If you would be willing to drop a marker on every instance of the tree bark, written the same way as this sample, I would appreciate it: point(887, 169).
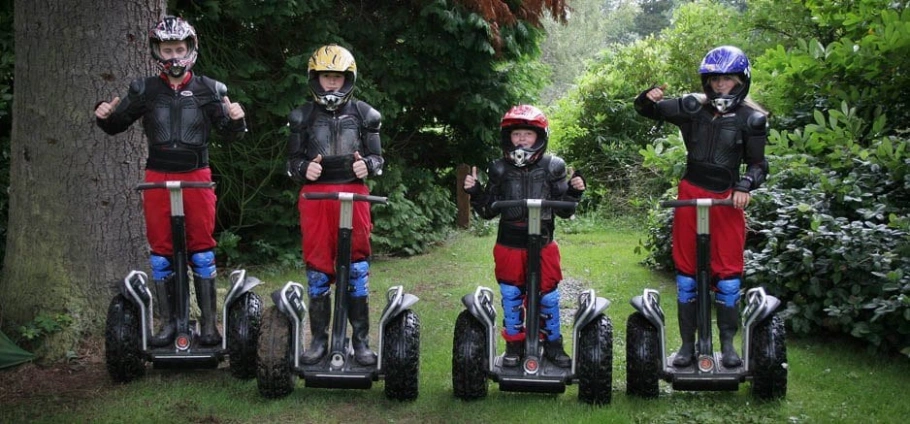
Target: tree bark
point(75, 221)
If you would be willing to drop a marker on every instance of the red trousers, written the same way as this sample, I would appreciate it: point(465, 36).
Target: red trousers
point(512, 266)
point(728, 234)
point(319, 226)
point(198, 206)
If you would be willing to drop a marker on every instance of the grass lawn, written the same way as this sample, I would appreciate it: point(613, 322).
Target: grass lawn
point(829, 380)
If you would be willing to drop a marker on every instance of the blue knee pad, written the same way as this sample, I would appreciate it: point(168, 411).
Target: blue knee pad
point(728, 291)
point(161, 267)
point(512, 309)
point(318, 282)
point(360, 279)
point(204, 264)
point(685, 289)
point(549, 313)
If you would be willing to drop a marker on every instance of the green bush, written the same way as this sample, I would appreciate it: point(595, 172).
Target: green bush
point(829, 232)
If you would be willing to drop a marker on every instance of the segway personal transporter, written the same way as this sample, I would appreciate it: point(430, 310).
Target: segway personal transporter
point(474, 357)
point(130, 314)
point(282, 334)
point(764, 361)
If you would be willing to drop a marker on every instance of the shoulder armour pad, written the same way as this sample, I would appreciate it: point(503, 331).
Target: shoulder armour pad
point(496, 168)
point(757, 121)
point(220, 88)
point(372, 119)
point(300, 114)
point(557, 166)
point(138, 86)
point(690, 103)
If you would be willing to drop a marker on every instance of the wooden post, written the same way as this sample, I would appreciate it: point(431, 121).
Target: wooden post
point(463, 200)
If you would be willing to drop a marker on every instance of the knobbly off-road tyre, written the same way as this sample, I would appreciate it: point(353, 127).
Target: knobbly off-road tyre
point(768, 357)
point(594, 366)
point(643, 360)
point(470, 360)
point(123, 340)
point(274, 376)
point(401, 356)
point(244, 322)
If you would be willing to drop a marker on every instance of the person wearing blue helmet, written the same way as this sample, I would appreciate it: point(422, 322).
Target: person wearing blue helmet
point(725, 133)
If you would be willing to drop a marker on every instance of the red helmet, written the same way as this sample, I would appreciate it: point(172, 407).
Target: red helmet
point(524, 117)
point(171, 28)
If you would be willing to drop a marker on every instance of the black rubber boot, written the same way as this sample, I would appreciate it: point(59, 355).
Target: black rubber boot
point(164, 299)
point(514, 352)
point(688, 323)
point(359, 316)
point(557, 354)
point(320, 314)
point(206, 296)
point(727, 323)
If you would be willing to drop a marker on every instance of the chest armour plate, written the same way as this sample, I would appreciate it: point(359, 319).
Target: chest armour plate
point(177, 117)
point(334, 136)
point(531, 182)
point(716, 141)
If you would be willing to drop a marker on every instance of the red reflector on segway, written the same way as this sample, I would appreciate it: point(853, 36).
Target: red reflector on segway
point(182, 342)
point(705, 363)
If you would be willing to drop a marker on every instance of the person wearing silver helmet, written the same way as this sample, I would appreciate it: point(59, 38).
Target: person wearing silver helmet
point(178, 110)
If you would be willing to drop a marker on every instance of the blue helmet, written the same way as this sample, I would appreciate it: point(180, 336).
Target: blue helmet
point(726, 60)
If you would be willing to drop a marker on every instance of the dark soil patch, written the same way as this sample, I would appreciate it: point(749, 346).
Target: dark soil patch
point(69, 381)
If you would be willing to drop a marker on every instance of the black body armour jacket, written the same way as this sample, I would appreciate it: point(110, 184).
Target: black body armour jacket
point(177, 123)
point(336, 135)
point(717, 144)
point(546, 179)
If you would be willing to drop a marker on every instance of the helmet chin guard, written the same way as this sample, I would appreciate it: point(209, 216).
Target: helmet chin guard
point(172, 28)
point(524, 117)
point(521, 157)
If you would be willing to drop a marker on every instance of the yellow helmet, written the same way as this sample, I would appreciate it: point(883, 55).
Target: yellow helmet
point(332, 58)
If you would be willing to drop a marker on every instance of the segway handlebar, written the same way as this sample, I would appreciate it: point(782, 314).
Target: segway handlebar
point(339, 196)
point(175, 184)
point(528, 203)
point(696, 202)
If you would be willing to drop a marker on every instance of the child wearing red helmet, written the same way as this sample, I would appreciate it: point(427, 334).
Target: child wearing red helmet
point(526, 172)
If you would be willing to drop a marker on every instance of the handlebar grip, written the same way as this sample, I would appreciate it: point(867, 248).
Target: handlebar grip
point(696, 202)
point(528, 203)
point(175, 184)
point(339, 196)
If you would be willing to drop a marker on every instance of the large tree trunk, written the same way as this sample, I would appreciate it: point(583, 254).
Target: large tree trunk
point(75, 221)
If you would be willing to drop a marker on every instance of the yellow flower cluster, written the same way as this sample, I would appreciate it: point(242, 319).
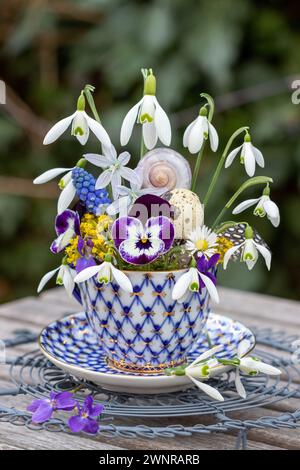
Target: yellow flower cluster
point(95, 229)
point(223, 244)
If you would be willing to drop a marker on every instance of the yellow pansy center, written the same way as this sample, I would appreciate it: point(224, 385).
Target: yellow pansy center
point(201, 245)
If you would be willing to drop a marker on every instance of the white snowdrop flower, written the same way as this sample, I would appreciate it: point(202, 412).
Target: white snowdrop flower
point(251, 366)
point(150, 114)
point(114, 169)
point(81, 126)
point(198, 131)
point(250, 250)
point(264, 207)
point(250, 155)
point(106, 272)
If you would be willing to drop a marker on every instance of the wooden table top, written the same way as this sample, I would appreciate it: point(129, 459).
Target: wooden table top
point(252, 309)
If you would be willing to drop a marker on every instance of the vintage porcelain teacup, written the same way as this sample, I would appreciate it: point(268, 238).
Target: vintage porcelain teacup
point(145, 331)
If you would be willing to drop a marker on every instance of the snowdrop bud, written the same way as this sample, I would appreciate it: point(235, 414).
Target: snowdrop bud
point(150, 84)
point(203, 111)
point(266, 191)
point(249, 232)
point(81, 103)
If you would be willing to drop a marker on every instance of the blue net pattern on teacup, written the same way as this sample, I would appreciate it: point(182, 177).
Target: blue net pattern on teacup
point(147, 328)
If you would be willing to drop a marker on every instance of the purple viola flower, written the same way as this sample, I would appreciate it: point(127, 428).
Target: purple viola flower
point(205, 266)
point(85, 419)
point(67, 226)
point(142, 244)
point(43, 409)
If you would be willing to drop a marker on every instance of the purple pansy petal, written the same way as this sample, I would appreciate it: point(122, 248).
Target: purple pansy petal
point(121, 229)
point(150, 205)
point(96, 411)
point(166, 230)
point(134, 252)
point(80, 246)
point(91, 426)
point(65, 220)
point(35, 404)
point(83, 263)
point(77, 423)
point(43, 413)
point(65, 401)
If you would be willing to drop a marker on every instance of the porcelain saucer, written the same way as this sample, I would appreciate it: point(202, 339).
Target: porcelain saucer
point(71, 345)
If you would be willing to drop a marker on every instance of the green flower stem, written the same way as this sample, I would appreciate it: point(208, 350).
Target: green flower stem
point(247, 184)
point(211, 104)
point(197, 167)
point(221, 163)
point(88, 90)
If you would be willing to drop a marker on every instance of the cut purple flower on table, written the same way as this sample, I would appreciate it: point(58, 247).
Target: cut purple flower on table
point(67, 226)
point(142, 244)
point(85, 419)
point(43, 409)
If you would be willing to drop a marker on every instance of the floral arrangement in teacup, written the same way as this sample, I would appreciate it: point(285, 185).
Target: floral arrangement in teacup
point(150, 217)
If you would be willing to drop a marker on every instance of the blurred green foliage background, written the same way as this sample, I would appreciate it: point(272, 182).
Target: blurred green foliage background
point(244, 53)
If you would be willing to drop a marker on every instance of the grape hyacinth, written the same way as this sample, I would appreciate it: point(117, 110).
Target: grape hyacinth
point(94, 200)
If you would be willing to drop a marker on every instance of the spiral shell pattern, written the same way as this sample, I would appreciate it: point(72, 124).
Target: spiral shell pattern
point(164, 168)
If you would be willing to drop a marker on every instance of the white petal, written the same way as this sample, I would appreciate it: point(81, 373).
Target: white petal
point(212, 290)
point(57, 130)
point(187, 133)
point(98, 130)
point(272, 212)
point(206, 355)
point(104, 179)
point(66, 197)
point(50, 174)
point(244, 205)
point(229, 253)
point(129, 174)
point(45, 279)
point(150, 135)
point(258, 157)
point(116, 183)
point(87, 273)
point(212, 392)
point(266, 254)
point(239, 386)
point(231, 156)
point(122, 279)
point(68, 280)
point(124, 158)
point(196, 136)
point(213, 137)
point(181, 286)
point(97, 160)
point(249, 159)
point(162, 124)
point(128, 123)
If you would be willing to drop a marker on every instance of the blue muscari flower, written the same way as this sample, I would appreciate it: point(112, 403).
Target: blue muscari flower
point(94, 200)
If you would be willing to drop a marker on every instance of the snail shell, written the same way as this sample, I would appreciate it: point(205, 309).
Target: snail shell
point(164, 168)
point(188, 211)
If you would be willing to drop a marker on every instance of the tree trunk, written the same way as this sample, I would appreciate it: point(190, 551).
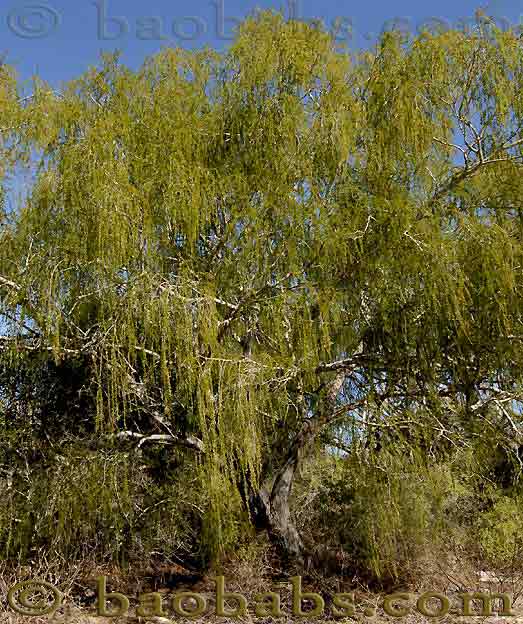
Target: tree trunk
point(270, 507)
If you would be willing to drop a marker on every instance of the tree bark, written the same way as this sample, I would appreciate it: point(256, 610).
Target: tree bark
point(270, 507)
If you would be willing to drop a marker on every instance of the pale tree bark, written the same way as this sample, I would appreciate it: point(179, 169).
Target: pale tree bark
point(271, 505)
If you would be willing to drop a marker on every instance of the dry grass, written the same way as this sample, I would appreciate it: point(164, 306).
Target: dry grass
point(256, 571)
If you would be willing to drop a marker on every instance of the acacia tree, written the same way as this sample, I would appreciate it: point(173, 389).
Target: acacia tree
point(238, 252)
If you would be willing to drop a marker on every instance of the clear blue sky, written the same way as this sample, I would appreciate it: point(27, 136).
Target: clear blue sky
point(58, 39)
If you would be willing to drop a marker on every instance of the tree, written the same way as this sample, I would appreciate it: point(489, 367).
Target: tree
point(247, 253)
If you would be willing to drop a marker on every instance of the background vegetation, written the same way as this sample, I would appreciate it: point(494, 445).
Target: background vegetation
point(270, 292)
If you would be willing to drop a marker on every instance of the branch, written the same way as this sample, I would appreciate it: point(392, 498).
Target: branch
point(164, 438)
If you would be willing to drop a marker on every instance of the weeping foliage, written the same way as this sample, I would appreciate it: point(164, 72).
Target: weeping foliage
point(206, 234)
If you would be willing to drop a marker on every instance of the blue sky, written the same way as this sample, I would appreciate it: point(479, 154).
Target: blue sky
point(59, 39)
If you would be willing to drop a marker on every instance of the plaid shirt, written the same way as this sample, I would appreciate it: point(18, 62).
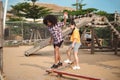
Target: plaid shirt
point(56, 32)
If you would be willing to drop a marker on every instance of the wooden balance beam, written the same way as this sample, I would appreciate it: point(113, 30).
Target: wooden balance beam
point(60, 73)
• • • • •
Starting at the line that contains "it: point(494, 445).", please write out every line to the end of the entries, inclusive, copied exactly and with pictures omitted.

If you would be willing to drop a marker on every instance of the background vegetation, written the same way as this sample, I would appreciate it: point(494, 445).
Target: background vegetation
point(270, 292)
If you would be willing to drop a marker on every instance of the branch, written the same way as this sample, I would appreciate it: point(392, 498).
Target: branch
point(164, 438)
If you would be willing to drop a marker on every instance of the weeping foliage, written the same way as this sample, I would appreciate it: point(164, 72).
Target: weeping foliage
point(206, 234)
If you would be willing to drop a marker on every instance of the blue sky, written the same way as this sample, I would appreciate it: point(479, 154).
Target: blue sky
point(59, 39)
If you would be willing to drop a marker on every instance of the plaid shirt, written the same way as this sample, I would appreciate it: point(18, 62).
Target: plaid shirt
point(56, 32)
If you would be willing to drop a marker on every instance of the wooden balance beam, written the same way as this sample, I would appreciate it: point(113, 30).
Target: wooden balance beam
point(60, 73)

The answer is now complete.